◆ Exercise materials ◆
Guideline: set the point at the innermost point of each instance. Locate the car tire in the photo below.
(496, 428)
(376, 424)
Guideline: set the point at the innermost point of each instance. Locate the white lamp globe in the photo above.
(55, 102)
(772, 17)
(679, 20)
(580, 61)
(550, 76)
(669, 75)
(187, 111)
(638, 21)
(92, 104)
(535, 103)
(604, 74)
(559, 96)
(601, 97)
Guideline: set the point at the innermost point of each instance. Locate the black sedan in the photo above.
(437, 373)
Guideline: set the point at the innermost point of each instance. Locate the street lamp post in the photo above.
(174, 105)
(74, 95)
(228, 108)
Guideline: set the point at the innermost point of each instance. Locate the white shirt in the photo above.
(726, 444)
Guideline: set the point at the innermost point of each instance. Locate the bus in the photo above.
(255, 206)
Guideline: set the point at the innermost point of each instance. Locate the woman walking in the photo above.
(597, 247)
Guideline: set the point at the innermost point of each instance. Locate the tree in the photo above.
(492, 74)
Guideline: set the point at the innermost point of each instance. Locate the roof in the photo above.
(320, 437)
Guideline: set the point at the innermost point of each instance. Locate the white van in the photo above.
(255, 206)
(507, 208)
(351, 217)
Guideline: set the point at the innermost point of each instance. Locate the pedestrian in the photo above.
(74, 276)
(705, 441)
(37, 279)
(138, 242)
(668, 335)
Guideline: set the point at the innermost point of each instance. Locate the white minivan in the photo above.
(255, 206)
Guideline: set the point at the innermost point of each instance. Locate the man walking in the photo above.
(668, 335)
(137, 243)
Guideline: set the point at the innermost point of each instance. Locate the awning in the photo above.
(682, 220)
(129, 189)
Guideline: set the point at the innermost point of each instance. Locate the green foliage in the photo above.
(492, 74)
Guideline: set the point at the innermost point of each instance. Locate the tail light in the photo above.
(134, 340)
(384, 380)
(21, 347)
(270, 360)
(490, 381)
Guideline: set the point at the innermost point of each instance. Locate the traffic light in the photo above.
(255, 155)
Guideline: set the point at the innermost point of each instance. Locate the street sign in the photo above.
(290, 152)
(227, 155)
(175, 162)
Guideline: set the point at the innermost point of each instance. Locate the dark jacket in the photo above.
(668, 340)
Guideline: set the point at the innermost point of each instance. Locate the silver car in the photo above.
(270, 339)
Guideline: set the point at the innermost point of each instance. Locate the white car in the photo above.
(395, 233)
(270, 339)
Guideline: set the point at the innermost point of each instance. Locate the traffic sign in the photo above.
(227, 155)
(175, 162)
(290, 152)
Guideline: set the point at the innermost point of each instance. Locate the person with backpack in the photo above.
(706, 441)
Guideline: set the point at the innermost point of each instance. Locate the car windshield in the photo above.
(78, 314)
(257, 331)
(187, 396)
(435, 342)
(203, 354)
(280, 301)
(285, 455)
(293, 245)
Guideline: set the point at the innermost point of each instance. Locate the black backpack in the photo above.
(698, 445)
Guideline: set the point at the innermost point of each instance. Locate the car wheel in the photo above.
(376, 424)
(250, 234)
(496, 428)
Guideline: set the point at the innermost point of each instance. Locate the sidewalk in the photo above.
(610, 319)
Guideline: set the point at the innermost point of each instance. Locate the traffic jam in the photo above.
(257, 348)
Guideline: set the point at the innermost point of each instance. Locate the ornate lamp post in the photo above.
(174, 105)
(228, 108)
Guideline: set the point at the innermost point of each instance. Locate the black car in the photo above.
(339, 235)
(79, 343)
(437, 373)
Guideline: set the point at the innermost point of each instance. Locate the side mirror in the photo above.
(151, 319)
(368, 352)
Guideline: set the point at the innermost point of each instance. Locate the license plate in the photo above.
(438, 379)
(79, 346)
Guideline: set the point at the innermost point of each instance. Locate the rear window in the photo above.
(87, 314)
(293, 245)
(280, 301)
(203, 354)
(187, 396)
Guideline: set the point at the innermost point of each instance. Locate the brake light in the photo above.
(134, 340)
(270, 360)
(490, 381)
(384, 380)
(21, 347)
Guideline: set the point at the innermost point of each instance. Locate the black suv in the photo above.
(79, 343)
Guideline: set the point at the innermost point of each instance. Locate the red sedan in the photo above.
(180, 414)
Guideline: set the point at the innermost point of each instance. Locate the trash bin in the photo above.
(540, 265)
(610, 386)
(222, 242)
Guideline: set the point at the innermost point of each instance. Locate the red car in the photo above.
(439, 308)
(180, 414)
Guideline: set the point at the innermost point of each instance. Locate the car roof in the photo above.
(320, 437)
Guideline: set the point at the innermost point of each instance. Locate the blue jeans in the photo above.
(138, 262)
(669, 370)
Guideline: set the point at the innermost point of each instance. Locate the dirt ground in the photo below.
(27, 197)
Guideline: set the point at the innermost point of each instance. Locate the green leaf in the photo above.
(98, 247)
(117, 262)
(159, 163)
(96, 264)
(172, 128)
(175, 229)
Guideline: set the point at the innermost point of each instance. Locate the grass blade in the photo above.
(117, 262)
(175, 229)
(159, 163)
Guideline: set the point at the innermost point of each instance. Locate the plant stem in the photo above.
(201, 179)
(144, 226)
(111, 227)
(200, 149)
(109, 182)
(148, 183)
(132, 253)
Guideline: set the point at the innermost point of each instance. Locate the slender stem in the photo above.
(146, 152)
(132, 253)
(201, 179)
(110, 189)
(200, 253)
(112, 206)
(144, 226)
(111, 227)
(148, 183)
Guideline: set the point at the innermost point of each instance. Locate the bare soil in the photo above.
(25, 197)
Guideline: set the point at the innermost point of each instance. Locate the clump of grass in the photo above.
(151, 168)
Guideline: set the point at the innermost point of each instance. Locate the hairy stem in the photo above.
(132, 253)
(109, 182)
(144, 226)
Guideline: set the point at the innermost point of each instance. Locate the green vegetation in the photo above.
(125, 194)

◆ Task description ◆
Please copy exactly, and only, the lines from the line containing "jeans in the photo above." through the last line of the records, with both ends included.

◆ Response ◆
Guideline: set the point at the innermost point of each instance. Locate the blue jeans in the photo above.
(138, 262)
(669, 370)
Guideline: set the point at the innermost point of each instance. Locate the dirt ground in the photo below.
(27, 197)
Guideline: set the point at the innermost point of each instance. Locate the green leaf in the photo above.
(98, 247)
(117, 262)
(159, 163)
(96, 264)
(172, 128)
(175, 229)
Guideline: set the point at the innermost point of each instance. Locate the grass blade in the photo above.
(117, 262)
(175, 229)
(159, 163)
Guideline: set the point at the innermost point of each instance. Locate the plant stem in the photo above.
(201, 179)
(144, 226)
(111, 227)
(200, 149)
(109, 182)
(148, 183)
(132, 253)
Guideline: set the point at the innermost point of each instance. Locate the slender stem in the photo above.
(146, 152)
(132, 253)
(201, 179)
(110, 189)
(200, 253)
(112, 206)
(144, 226)
(111, 227)
(148, 183)
Guideline: set the point at the innermost point of each instance. Locate the bare soil in the photo above.
(25, 197)
Guideline: set the point at the innermost point of each instance. Locate the clump of grass in the photo above.
(151, 168)
Guideline: set the point at the innermost point of each instance. Locate the hairy stem in the photo above.
(132, 253)
(109, 182)
(144, 226)
Guideline: set the point at the innermost point of each instance. Locate the green vegetation in the photo above.
(125, 194)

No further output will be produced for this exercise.